-- Start of SOURCE MATERIAL --

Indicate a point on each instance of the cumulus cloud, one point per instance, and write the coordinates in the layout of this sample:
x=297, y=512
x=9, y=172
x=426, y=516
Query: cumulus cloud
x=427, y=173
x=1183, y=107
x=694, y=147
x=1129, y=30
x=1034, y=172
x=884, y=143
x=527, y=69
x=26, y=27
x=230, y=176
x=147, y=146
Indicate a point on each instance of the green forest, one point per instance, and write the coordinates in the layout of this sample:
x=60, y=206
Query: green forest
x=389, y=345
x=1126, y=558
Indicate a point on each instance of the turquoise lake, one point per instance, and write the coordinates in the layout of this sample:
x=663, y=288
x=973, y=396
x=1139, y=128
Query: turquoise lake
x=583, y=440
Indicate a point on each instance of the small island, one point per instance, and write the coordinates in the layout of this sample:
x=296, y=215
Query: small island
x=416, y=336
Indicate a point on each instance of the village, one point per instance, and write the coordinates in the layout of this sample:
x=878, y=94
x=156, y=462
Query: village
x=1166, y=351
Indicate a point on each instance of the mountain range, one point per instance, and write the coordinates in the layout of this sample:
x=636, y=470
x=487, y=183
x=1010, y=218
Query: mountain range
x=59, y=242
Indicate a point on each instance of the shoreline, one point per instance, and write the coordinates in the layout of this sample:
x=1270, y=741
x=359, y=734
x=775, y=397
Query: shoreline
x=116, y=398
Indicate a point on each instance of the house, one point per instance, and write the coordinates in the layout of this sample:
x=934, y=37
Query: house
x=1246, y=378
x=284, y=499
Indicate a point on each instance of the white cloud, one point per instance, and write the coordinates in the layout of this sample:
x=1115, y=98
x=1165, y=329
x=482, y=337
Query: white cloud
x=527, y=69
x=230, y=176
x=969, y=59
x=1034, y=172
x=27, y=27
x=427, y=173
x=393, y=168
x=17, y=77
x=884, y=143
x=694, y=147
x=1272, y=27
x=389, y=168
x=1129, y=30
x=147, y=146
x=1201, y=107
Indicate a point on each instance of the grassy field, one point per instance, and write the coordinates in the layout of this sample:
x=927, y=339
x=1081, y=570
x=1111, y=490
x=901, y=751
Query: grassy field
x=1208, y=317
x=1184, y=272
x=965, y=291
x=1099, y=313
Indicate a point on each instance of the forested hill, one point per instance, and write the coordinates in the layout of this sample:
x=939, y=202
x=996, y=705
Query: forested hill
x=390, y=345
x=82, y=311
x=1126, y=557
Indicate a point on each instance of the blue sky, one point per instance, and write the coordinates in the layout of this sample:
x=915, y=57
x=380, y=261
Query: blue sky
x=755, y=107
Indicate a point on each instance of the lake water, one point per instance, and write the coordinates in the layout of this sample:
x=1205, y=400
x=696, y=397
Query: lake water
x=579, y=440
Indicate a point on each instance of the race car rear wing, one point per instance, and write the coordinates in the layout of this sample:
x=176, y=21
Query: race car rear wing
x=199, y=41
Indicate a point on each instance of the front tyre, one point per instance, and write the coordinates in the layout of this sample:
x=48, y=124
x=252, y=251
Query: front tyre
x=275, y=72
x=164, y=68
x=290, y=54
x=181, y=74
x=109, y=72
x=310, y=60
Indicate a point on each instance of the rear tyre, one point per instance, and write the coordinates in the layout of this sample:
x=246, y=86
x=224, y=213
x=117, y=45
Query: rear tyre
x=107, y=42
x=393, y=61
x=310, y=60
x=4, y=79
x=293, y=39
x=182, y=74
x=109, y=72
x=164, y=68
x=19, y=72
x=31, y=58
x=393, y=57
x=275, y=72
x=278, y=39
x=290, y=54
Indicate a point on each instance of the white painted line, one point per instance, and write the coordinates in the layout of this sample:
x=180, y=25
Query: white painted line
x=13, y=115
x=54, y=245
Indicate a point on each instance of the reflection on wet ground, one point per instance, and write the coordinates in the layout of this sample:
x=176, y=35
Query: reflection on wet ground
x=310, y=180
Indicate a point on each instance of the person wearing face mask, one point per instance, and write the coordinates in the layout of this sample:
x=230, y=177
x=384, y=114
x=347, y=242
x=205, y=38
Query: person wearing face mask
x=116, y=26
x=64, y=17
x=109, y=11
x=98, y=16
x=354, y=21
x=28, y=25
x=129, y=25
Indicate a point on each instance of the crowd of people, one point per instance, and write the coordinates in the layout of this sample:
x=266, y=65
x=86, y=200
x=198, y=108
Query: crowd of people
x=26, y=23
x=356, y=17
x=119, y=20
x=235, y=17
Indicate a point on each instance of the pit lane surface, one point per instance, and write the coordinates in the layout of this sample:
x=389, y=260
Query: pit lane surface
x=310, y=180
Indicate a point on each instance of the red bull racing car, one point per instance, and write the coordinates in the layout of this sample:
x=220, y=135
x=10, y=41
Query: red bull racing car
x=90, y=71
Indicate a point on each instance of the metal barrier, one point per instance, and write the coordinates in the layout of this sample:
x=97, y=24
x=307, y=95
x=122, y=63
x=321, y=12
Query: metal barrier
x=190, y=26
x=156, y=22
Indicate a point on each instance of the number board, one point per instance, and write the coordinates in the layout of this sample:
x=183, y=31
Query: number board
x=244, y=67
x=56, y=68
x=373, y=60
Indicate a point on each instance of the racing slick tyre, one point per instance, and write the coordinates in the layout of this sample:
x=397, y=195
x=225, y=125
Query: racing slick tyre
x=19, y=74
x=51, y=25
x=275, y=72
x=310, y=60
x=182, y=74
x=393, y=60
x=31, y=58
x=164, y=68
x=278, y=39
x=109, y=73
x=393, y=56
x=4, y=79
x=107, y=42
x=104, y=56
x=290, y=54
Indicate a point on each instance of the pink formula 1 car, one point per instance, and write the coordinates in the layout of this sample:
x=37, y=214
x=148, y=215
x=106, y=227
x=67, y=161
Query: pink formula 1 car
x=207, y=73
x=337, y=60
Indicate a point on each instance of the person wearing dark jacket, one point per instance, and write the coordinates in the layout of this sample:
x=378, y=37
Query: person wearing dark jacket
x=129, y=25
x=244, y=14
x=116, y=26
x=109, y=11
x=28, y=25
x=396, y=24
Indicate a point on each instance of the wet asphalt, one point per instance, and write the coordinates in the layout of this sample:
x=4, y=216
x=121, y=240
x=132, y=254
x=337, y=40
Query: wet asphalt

-- End of SOURCE MATERIAL --

§ **INSTRUCTION**
Copy the listing above, putting "a single point for each instance" wherever "one point per instance" appears and keeping everything else the same.

§ **SOLUTION TO THIS EXERCISE**
Indicate a point on each instance of the cumulus cloud, a single point for each instance, and write the coordinates in the layout of this sample:
x=297, y=512
x=9, y=172
x=426, y=516
Query: cumulus cloud
x=427, y=173
x=1183, y=107
x=694, y=147
x=1129, y=30
x=1034, y=172
x=884, y=143
x=527, y=69
x=26, y=27
x=230, y=176
x=147, y=146
Indicate a point on each instance of the green forest, a single point for each instance, and write the coordinates in the layout of this sample:
x=60, y=206
Query: green forest
x=389, y=345
x=1126, y=558
Indicate a point on each instance of the turquoise lake, a single point for each instance, and write the coordinates in the layout of this sample:
x=663, y=288
x=973, y=396
x=1139, y=128
Query: turquoise lake
x=583, y=440
Indicate a point on each instance of the small island, a single point for each instance, and write the coordinates in the layout of this sample:
x=296, y=215
Query: small island
x=416, y=336
Indicate a point on each instance of the village, a single point for each instance, and write the coordinates in the layout of this sample:
x=878, y=94
x=156, y=462
Query: village
x=1166, y=351
Indicate a point on each instance of the mountain range, a single point for each instance, and write the coordinates in the layout of this sample:
x=636, y=470
x=487, y=183
x=1010, y=218
Query: mountain range
x=59, y=242
Indicate a point on each instance of the shoreline, a single point for each instance, and write the coordinates in the layout of this sample:
x=1270, y=741
x=359, y=734
x=775, y=397
Query: shoreline
x=116, y=398
Indicate a point on each instance of the house, a single point for each instance, and write the coordinates in the layout of this sample:
x=934, y=37
Query: house
x=1246, y=378
x=284, y=499
Indicate a point on each instance of the white cloud, a single point for each instance, and write the coordinates in the layout of this sample:
x=1115, y=98
x=1165, y=329
x=482, y=337
Query: white cloud
x=527, y=69
x=230, y=176
x=969, y=59
x=1034, y=172
x=27, y=27
x=427, y=173
x=393, y=168
x=17, y=77
x=884, y=143
x=694, y=147
x=1272, y=27
x=389, y=168
x=1129, y=30
x=147, y=146
x=1201, y=107
Indicate a point on each instance of the grassy field, a single point for each instance, and write the coordinates in the layout of this sample:
x=927, y=339
x=1081, y=570
x=1111, y=490
x=901, y=751
Query: grassy field
x=1208, y=317
x=1184, y=272
x=965, y=291
x=1099, y=313
Indicate a point on each instance of the forested hill, a single point for each instance, and write the coordinates in the layout of this sample:
x=939, y=202
x=996, y=705
Query: forested hill
x=390, y=345
x=82, y=311
x=1126, y=557
Indicate a point on each instance of the blue sky, a single point for each instance, and write the coordinates in the layout of this sample:
x=915, y=57
x=380, y=261
Query: blue sky
x=755, y=107
Indicate a point on each instance of the lake water, a single point for each instance, and write the coordinates in the layout of this sample:
x=1205, y=400
x=696, y=397
Query: lake water
x=579, y=440
Indicate a point on each instance of the race car rear wing, a single point for each instance, and write the coordinates in the layout of this sample:
x=176, y=21
Query: race car rear wing
x=199, y=41
Indicate a point on each instance of the front tyre, a single point for each instance, and write the coordinates in the layout of this sample:
x=48, y=124
x=252, y=251
Query: front tyre
x=275, y=72
x=164, y=68
x=290, y=54
x=181, y=74
x=109, y=72
x=310, y=60
Indicate a point on each instance of the rear tyre, a single point for each instance, and write the coordinates in the layout of this sample:
x=246, y=86
x=224, y=213
x=117, y=45
Query: rear tyre
x=107, y=42
x=393, y=61
x=310, y=60
x=4, y=79
x=293, y=39
x=182, y=74
x=109, y=72
x=164, y=68
x=19, y=72
x=31, y=58
x=393, y=57
x=275, y=72
x=278, y=39
x=290, y=54
Indicate a point on each instance of the white painted line, a single point for each instance, and write the coordinates in the layout of this sample:
x=180, y=25
Query: white painted line
x=13, y=115
x=54, y=245
Indicate a point on each instance of the reflection on wet ground, a single point for each instance, and write the coordinates in the layout of this sample:
x=176, y=35
Query: reflection on wet ground
x=310, y=180
Indicate a point on each instance of the person wearing face mask, a single point for each instance, and write the coordinates in the layout of this sample:
x=230, y=177
x=384, y=114
x=347, y=242
x=205, y=38
Query: person wearing face mask
x=116, y=26
x=64, y=17
x=109, y=11
x=98, y=16
x=354, y=21
x=28, y=25
x=129, y=25
Indicate a point on each instance of the crowd of people, a single point for each instance, and write the coordinates in the layout of this sample:
x=266, y=65
x=86, y=200
x=198, y=108
Query: crowd of people
x=26, y=23
x=356, y=17
x=119, y=20
x=235, y=17
Indicate a point on each instance of the pit lane surface, a single point for each instance, and write the coordinates in the layout of this sample:
x=389, y=260
Query: pit lane surface
x=310, y=180
Indicate a point on each instance of the red bull racing car, a single point for each instance, and write the coordinates in the layout of this sample:
x=220, y=135
x=10, y=41
Query: red bull racing car
x=90, y=71
Indicate a point on each instance of the metal barrier, a single point for each instance, and write the coordinates in the layout of this sample:
x=97, y=24
x=307, y=95
x=122, y=63
x=321, y=12
Query: metal barrier
x=190, y=26
x=156, y=22
Indicate a point on each instance of the number board, a single point for each instance, and write the coordinates in the layout of this sample:
x=183, y=31
Query: number board
x=244, y=67
x=56, y=68
x=373, y=60
Indicate a point on each instance of the racing slick tyre, a single point for each instance, and write the coordinates in the layout of this sample:
x=397, y=195
x=225, y=125
Query: racing slick tyre
x=19, y=74
x=51, y=25
x=275, y=72
x=310, y=60
x=182, y=74
x=393, y=60
x=31, y=58
x=164, y=68
x=278, y=39
x=109, y=73
x=393, y=56
x=4, y=79
x=107, y=42
x=104, y=56
x=290, y=54
Indicate a point on each instance of the pink formula 1 car, a single point for each instance, and write the coordinates in the layout of this sample:
x=37, y=214
x=148, y=215
x=106, y=227
x=67, y=161
Query: pink formula 1 car
x=207, y=73
x=337, y=60
Indicate a point on each instance of the person wearing dark jacket, a single point for each instance, and write the coordinates in the layout of this sample:
x=378, y=37
Query: person wearing dark jacket
x=129, y=25
x=244, y=14
x=116, y=26
x=109, y=11
x=28, y=25
x=396, y=24
Indicate a point on each instance of the wet asphalt, a single point for each instance, and write the coordinates in the layout of this sample:
x=4, y=216
x=121, y=240
x=132, y=254
x=337, y=40
Query: wet asphalt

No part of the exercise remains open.